• Working data:

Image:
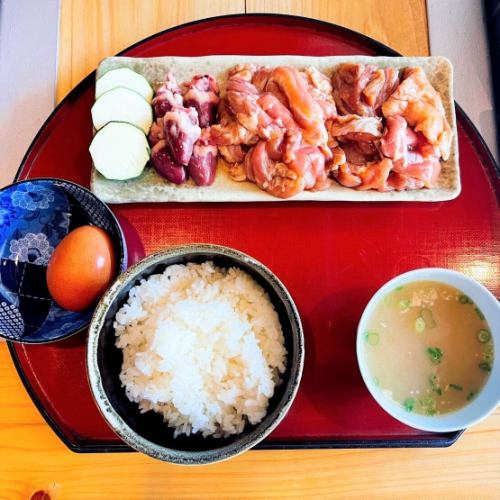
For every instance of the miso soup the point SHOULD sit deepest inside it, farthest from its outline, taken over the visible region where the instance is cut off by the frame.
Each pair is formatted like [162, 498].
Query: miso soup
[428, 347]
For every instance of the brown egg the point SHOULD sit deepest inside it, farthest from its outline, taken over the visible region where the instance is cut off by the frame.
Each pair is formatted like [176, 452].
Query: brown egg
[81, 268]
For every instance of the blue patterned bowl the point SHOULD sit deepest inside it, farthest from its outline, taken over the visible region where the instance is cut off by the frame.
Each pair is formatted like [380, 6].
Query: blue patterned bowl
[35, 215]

* * *

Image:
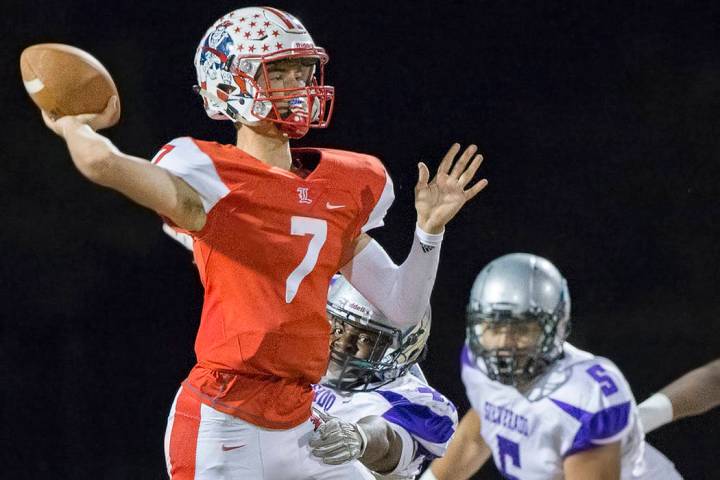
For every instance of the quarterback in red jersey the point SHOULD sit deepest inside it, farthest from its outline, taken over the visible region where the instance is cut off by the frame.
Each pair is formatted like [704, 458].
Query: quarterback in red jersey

• Task to complete:
Your answer should consist of the lines above that hold the word "formatted".

• Task solution:
Each pair is formatted like [162, 498].
Each pair is formatted like [176, 452].
Each pair is formatted like [380, 6].
Each pair is formatted like [704, 458].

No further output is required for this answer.